* BEGIN Quoted text *
4. Data Analysis and Results

For this study, we analyse 1.5 Martian Years of NOMAD LNO nadir infrared observations thanks to the three orders mentioned in Section 3.1.

Table 1. Number of LNO orbits through the 3 orders close to the 2.7 μm ice absorption band (i.e., 169, 168, and 167) in MY34 (starting at L_S = 150° which is the beginning of the NOMAD science phase) and MY35.

	MY34: LS = [150–360°]	MY35: LS = [0–360°]	Total
Order 167	682	371	1053
Order 168	504	1144	1648
Order 169	694	403	1097
TOTAL	1880	1918	3798

presents the number of orbits acquired for each order. Even if order 168 has been deeply used in MY35, we globally note a fair distribution in the total number of observations between MY34 and 35.

In order to focus the analysis on seasonal ice coverage, we construct a latitudinal-seasonal map of FCI (see Figure 4). Initially, all the LNO data are organised by latitude (from 90°N to 90°S) and time (MY34 and 35), expressed in terms of L_S, with a 2° × 2° binning. Each bin of latitude and L_S contains data averaged at all available longitudes. By computing the FCI map, we keep track of the observations falling into common bins for all the three orders. Then, we remove the worst-case scenarios with the lowest SNRs, i.e., below SNR~10. We hence select the LNO observations with a solar zenith angle lower than 60°, as larger illumination angles seriously affect the signal intensity measured by NOMAD. In order to keep a significant colour dynamic, in Figure 4 we saturate the colour bar for FCI values larger than 3. Important saturations can be observed at the highest latitudes in both hemispheres, i.e., when L_S = 180–270° in MY34–35 in the Southern hemisphere and when L_S = 0–45° in MY35 in the Northern hemisphere. These observations represent the sublimation phase of the polar cap [1,43,57,58,59,60,61]. Indeed, surface ice presents a strong absorption at 2.7 µm (see Figure 1) and directly impacts the FCI values. The polar regions are deeply discussed in Oliva et al. [43], which investigates the LNO information content in order to obtain latitudinal-seasonal maps for CO₂ ice in both polar regions. Being outside the scope of this paper, the polar caps observations are not discussed in detail here.
* END Quoted text *
* BEGIN Supplied data *
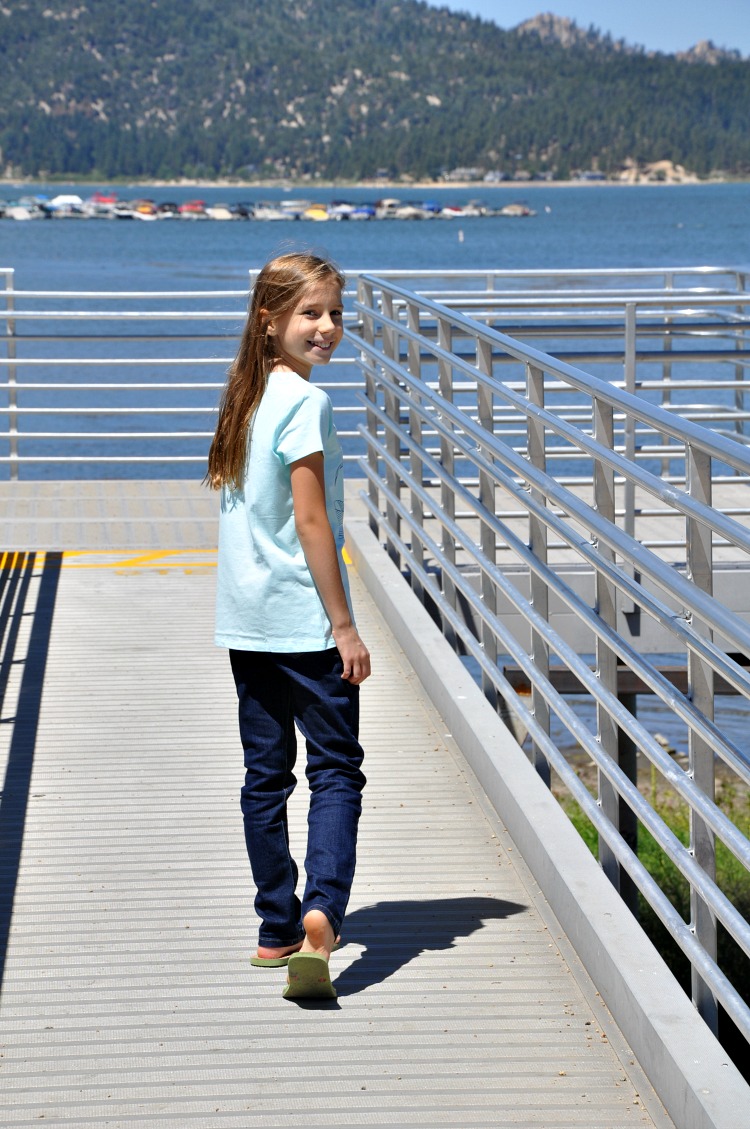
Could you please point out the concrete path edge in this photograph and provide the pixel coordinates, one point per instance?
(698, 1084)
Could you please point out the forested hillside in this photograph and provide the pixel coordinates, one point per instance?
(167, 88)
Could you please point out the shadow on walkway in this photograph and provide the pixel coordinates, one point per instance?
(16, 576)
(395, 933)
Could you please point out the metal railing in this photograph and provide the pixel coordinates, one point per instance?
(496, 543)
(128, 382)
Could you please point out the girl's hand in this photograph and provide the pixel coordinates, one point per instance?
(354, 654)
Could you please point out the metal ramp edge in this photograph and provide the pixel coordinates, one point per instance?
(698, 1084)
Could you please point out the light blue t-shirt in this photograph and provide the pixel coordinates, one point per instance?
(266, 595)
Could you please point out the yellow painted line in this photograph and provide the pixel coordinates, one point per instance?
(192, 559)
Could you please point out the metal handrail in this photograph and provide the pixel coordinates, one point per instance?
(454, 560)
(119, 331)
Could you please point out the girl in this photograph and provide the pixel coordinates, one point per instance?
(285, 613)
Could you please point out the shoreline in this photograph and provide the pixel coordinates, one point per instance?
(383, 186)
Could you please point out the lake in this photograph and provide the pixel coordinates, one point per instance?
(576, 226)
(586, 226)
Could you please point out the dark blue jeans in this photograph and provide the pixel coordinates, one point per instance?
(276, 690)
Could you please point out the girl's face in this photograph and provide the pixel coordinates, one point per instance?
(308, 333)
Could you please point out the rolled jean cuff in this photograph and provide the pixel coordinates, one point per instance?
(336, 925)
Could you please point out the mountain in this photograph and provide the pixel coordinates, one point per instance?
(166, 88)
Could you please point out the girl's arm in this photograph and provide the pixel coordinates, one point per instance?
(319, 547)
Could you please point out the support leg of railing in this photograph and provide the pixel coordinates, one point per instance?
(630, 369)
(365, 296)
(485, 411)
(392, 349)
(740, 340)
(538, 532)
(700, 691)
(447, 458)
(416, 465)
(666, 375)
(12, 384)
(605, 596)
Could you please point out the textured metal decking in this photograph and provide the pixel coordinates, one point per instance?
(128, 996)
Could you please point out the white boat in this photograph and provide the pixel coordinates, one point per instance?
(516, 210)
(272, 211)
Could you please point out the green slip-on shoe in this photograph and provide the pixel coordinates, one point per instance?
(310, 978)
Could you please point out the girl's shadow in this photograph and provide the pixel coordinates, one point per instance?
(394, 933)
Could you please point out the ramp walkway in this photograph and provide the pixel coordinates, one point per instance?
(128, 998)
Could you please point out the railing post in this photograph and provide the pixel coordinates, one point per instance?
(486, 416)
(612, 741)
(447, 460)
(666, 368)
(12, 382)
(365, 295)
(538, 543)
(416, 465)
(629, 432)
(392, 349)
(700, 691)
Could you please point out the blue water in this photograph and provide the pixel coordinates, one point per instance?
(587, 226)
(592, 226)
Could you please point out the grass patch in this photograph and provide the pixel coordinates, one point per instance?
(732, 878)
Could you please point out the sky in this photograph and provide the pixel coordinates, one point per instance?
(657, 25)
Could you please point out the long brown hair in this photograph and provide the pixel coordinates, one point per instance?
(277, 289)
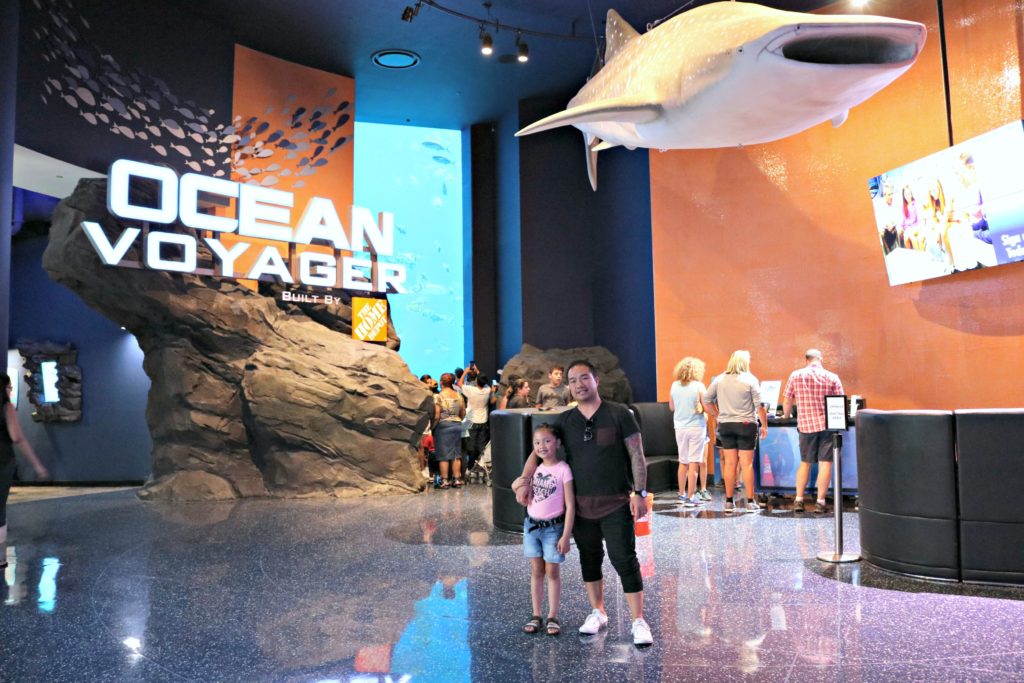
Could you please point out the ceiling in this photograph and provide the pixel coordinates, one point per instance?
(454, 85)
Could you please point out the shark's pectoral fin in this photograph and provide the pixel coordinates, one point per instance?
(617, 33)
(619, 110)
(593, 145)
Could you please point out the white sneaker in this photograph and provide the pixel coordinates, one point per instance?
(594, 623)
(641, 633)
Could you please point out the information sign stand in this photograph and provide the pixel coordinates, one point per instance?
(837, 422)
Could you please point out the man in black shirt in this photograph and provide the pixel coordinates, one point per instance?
* END Supplied data *
*Exercise requirements*:
In the text on NOMAD infrared observations of Mars, echo the part starting with "Table 1. Number" and going on through "phase) and MY35.".

*Solution to this task*:
Table 1. Number of LNO orbits through the 3 orders close to the 2.7 μm ice absorption band (i.e., 169, 168, and 167) in MY34 (starting at L_S = 150° which is the beginning of the NOMAD science phase) and MY35.